> _Requests_:
1 – In the court opinion, copy word for word everything between "This court reviews" and "U.S. 824 (1984).", inclusive.
2 – According to the court opinion, what is the maximum prison term for a violation of 18 U.S.C. § 2113(d)?

> _Selected passage_:
Appeal from the United States District Court for the Central District of California. DC No. CR-92-00667-R. Manuel L. Real, Chief Judge, Presiding
Before: Tang, Canby, and Beezer, Circuit Judges
The United States appeals the district court's decision to suspend imposition of sentence and instead impose a five year term of probation on defendant Michael Colace following his conviction on seven counts of armed bank robbery. Because the sentence is illegal under 18 U.S.C. § 3561(a)(1), we vacate and remand for resentencing.
This court reviews de novo the legality of the district court's decision to depart from the requirements of 18 U.S.C. § 3561. Cf. United States v. McConney, 728 F.2d 1195, 1201 (9th Cir.) (en banc), cert. denied, 469 U.S. 824 (1984).
Section 3561(a) of 18 U.S.C. provides that: "A defendant who has been found guilty of an offense may be sentenced to a term of probation unless -- (1) the offense is a Class A or a Class B felony. . . ." (Emphasis added.) See also U.S.S.G. § 5B1.1(b) ("A sentence of probation may not be imposed in the event . . . the offense of conviction is a Class A or B felony") (emphasis added). An offense that is not otherwise specifically classified by a letter grade is classified as a Class B felony if the maximum term of imprisonment authorized by the statute creating the offense is twenty years or more.*fn1 18 U.S.C. § 3559(a)(1)(B).
Colace was convicted of armed bank robbery in violation of 18 U.S.C. § 2113(a) and (d). Because the maximum term of imprisonment prescribed for a violation of 18 U.S.C. § 2113(a) is twenty years and that prescribed for a violation of 18 U.S.C. § 2113(d) is twenty-five years, the counts for which Colace was convicted qualify as Class B felonies. Therefore, by the plain terms of 18 U.S.C. § 3561(a), the district court was required to sentence Colace to a term of imprisonment.

> _Dataset rows_:
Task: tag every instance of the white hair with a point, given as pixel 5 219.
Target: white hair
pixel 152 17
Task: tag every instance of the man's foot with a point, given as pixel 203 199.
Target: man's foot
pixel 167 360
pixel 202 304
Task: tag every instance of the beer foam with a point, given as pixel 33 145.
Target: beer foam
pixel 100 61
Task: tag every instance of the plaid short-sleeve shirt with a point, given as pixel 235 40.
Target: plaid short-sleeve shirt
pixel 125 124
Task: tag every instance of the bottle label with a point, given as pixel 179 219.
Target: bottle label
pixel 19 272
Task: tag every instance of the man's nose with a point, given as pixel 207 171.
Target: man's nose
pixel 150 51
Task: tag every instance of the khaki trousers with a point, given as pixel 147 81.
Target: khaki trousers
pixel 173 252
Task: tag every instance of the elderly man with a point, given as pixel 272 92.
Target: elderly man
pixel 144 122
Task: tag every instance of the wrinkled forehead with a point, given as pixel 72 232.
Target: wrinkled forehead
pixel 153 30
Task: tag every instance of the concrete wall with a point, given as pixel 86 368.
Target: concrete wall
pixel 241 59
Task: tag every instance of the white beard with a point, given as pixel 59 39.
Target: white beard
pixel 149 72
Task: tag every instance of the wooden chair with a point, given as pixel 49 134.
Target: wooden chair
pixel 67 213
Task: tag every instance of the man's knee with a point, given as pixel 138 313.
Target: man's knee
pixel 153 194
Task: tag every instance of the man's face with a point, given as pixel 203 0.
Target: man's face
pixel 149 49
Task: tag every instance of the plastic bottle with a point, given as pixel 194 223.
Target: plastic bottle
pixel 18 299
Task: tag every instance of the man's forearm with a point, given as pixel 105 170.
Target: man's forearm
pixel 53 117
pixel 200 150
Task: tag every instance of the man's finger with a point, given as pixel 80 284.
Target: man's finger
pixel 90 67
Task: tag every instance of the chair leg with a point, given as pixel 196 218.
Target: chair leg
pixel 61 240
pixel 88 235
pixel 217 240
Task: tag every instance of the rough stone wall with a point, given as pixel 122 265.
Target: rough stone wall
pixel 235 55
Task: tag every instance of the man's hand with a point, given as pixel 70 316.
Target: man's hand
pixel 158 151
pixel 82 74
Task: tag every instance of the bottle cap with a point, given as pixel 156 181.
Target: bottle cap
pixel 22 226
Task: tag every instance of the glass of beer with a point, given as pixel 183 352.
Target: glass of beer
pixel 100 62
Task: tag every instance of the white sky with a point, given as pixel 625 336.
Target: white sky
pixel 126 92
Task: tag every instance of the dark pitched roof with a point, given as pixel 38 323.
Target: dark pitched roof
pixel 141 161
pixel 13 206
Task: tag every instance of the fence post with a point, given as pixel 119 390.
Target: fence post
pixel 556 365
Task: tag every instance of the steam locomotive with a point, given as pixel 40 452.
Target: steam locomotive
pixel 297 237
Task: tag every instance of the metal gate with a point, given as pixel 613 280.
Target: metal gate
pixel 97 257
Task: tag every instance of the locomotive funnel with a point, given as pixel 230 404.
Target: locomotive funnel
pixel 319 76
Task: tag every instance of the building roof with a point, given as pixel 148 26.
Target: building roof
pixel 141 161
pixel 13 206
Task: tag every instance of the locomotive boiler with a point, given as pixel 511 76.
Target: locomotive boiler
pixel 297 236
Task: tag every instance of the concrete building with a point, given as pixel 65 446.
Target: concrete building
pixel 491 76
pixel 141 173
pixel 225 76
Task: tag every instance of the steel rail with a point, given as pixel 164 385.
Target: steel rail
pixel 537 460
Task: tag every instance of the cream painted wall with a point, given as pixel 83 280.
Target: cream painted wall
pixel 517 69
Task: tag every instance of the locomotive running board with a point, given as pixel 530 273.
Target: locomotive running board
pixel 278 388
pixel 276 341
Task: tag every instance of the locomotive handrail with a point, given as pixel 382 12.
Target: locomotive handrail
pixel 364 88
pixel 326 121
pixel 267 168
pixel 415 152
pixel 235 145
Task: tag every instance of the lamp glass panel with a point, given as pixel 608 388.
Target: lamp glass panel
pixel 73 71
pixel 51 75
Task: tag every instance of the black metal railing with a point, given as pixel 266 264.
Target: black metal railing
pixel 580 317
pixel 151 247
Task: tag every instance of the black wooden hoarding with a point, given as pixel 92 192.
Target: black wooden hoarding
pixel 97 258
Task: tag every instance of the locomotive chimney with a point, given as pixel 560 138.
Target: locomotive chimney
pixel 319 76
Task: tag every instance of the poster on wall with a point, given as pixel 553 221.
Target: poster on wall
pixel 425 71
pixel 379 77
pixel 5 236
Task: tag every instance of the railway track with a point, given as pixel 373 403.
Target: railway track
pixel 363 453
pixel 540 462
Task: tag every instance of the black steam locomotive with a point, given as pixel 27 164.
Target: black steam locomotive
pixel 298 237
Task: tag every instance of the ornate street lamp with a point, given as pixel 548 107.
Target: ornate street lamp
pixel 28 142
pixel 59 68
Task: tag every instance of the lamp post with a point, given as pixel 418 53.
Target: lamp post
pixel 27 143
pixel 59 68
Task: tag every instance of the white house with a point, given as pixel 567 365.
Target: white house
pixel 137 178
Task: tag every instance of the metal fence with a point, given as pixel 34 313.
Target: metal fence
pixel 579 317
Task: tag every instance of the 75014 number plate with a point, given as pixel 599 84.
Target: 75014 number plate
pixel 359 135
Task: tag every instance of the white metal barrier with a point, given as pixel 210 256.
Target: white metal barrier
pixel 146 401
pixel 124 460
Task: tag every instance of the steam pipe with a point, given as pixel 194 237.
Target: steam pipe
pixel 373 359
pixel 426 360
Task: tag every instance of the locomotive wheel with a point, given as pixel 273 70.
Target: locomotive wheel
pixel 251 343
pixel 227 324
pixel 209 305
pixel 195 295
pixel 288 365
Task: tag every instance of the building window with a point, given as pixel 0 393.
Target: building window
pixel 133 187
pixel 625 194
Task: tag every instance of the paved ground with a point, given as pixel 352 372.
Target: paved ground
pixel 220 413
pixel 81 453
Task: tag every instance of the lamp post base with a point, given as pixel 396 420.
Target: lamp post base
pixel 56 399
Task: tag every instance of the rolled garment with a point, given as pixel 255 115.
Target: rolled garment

> _Responses_:
1 –
This court reviews de novo the legality of the district court's decision to depart from the requirements of 18 U.S.C. § 3561. Cf. United States v. McConney, 728 F.2d 1195, 1201 (9th Cir.) (en banc), cert. denied, 469 U.S. 824 (1984).

2 – Twenty-five years.